Instructions for the task: Report every line in the records below that contains the string "mountain", copying each such line in full.

Material provided:
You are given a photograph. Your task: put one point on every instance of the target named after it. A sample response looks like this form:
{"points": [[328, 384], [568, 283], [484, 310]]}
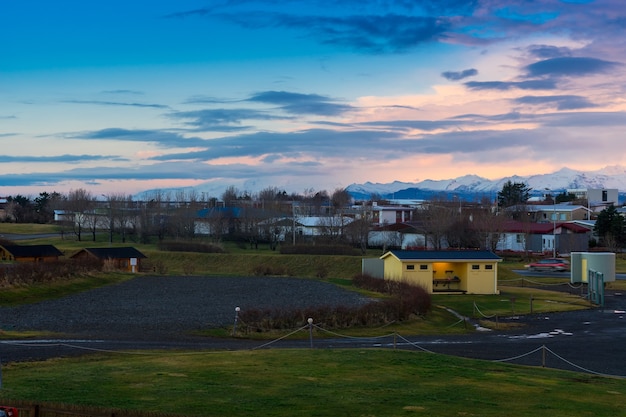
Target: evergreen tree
{"points": [[610, 225], [513, 194]]}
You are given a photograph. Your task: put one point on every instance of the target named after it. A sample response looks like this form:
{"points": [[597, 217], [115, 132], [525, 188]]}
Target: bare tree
{"points": [[436, 218], [81, 204]]}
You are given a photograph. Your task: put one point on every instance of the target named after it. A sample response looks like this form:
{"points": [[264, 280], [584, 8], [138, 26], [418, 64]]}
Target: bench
{"points": [[446, 281]]}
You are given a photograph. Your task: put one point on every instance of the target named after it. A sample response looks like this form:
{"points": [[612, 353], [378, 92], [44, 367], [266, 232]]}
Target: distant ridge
{"points": [[473, 187], [467, 187]]}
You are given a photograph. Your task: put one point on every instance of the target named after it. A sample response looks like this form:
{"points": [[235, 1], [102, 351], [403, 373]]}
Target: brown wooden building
{"points": [[30, 253], [123, 258]]}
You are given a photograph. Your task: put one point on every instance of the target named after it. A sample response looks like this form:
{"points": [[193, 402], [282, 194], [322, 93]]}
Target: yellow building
{"points": [[462, 271]]}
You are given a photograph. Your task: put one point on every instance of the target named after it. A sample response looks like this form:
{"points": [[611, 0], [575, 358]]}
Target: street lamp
{"points": [[237, 310], [553, 222], [108, 198]]}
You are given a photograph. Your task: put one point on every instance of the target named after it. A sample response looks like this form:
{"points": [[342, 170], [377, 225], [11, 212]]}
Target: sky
{"points": [[129, 96]]}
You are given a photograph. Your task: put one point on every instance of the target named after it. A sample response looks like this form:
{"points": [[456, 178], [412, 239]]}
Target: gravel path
{"points": [[151, 307]]}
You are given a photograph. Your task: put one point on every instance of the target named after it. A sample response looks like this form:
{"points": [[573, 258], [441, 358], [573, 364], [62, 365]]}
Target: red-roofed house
{"points": [[566, 237]]}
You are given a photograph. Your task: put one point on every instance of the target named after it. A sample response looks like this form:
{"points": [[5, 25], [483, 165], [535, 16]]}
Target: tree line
{"points": [[243, 216]]}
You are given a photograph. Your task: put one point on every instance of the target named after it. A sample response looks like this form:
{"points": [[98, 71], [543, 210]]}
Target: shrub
{"points": [[186, 246], [319, 249], [25, 273], [405, 301], [270, 270]]}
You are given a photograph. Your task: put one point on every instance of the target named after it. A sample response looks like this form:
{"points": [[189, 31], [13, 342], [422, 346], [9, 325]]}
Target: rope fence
{"points": [[394, 337]]}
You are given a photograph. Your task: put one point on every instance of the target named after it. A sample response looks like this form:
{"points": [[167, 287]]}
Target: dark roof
{"points": [[514, 226], [114, 253], [23, 251], [441, 255]]}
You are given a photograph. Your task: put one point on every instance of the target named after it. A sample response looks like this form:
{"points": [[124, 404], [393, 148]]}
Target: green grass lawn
{"points": [[313, 382]]}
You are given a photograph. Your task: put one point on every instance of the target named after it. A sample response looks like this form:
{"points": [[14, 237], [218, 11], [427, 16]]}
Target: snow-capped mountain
{"points": [[559, 181]]}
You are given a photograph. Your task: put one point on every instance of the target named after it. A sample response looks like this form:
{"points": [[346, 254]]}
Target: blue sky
{"points": [[129, 96]]}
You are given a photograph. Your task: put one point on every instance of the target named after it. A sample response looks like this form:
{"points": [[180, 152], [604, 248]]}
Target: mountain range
{"points": [[469, 187]]}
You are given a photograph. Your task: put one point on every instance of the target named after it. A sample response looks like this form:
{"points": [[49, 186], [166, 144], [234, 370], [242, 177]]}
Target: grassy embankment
{"points": [[357, 382], [513, 299]]}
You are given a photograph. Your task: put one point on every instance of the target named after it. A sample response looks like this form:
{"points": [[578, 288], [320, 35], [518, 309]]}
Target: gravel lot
{"points": [[150, 307]]}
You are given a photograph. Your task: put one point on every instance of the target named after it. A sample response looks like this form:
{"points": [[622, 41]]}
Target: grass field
{"points": [[313, 383]]}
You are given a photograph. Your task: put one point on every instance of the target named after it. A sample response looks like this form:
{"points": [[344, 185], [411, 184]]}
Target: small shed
{"points": [[462, 271], [124, 258], [30, 253]]}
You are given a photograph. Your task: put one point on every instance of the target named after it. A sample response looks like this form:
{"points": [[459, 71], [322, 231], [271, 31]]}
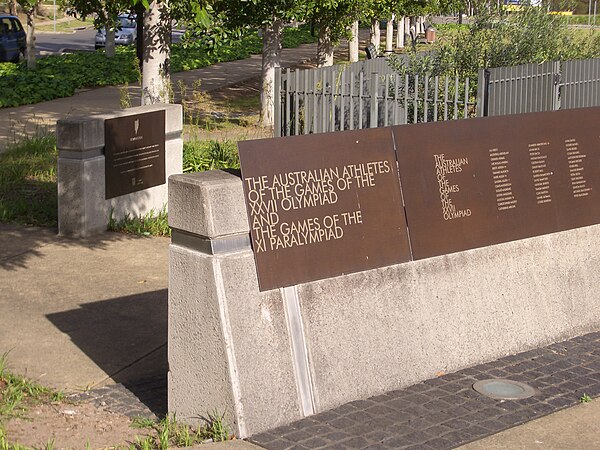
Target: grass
{"points": [[169, 432], [28, 192], [17, 393], [151, 224], [199, 156]]}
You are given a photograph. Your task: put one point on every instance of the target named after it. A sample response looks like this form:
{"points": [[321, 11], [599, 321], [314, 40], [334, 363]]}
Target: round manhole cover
{"points": [[500, 389]]}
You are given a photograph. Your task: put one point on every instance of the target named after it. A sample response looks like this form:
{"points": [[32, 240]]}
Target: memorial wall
{"points": [[329, 204]]}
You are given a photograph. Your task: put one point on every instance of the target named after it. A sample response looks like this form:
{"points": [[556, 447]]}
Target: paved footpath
{"points": [[90, 315], [30, 119], [70, 320]]}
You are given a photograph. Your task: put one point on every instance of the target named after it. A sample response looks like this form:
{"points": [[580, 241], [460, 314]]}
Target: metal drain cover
{"points": [[500, 389]]}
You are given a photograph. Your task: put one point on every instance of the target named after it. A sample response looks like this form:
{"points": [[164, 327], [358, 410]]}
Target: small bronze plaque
{"points": [[134, 153], [323, 205], [478, 182]]}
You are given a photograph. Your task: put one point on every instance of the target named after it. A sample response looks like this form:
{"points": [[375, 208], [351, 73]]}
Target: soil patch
{"points": [[72, 426]]}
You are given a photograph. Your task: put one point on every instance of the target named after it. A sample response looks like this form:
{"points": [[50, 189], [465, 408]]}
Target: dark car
{"points": [[12, 38], [125, 34]]}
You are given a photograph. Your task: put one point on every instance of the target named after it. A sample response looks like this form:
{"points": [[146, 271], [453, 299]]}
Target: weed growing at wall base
{"points": [[28, 182], [151, 224]]}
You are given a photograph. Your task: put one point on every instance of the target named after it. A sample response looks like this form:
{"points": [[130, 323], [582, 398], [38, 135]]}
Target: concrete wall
{"points": [[82, 207], [272, 357]]}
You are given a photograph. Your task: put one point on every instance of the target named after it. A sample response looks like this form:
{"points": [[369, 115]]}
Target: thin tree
{"points": [[269, 16], [28, 7]]}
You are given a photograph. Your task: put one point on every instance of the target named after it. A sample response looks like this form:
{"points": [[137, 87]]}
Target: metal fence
{"points": [[365, 95], [539, 87], [370, 94]]}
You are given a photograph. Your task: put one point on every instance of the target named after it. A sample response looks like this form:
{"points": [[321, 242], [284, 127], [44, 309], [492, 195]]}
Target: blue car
{"points": [[12, 38]]}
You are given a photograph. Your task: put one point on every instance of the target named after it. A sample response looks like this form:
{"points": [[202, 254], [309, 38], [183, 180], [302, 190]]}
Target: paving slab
{"points": [[574, 428], [446, 412]]}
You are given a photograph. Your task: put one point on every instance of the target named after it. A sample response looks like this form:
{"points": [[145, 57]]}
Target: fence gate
{"points": [[366, 94], [518, 89], [580, 83]]}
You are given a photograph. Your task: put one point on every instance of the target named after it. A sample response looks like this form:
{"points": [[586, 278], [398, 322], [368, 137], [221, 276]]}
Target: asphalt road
{"points": [[48, 42]]}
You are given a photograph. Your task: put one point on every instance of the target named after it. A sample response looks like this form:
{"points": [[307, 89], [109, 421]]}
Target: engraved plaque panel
{"points": [[134, 153], [473, 183], [323, 205]]}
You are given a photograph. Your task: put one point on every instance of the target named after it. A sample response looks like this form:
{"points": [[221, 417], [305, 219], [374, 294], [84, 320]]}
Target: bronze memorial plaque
{"points": [[323, 205], [473, 183], [134, 153]]}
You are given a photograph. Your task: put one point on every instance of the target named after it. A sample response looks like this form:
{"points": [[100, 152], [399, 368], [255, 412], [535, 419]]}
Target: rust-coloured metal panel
{"points": [[323, 205], [134, 153], [473, 183]]}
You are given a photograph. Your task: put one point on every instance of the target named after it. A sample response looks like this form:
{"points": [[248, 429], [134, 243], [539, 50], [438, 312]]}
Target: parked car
{"points": [[12, 38], [125, 34]]}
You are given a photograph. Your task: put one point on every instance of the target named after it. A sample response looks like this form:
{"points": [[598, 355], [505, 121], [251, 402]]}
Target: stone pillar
{"points": [[229, 347], [83, 209]]}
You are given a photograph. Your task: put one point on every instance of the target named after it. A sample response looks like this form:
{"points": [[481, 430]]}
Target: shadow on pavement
{"points": [[126, 337]]}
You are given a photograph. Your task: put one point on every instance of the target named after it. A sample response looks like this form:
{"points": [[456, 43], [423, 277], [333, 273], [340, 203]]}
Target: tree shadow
{"points": [[126, 337], [20, 244]]}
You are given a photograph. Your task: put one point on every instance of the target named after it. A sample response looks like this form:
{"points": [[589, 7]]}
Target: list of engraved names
{"points": [[539, 169], [273, 198], [505, 198], [576, 158]]}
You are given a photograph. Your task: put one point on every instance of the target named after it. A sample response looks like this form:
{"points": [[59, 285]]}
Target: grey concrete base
{"points": [[389, 328], [82, 207], [228, 344], [247, 352]]}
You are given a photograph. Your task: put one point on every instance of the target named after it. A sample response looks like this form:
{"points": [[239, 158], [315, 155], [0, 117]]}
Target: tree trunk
{"points": [[353, 43], [375, 34], [38, 8], [109, 48], [389, 35], [140, 10], [400, 32], [30, 39], [156, 83], [324, 48], [271, 59]]}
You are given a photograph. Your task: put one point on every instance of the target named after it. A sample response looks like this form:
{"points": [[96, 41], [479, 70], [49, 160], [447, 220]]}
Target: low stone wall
{"points": [[83, 209], [268, 358]]}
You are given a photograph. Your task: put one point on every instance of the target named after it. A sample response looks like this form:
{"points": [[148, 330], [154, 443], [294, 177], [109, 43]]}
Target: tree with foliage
{"points": [[333, 19], [28, 7], [269, 16]]}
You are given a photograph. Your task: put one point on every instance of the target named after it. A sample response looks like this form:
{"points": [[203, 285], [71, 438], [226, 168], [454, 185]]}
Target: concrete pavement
{"points": [[90, 314], [78, 314], [29, 120]]}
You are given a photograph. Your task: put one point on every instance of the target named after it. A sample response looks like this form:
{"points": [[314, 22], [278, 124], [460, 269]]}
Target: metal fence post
{"points": [[277, 109], [557, 86], [483, 91], [373, 119]]}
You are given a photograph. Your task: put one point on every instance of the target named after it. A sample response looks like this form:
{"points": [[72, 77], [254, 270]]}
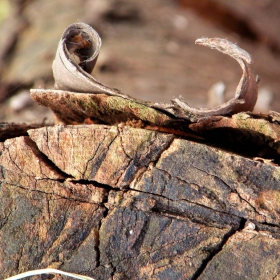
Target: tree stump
{"points": [[117, 202]]}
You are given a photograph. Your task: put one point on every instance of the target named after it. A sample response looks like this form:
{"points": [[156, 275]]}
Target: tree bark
{"points": [[116, 202]]}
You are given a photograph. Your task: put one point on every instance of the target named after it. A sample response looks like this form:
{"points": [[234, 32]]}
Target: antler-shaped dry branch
{"points": [[247, 89]]}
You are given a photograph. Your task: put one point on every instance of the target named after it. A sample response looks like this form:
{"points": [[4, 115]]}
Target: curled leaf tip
{"points": [[76, 55], [246, 92]]}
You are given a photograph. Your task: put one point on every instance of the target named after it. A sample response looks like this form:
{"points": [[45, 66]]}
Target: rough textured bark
{"points": [[116, 202]]}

Exercise response:
Target: snow-capped mountain
Target: mountain range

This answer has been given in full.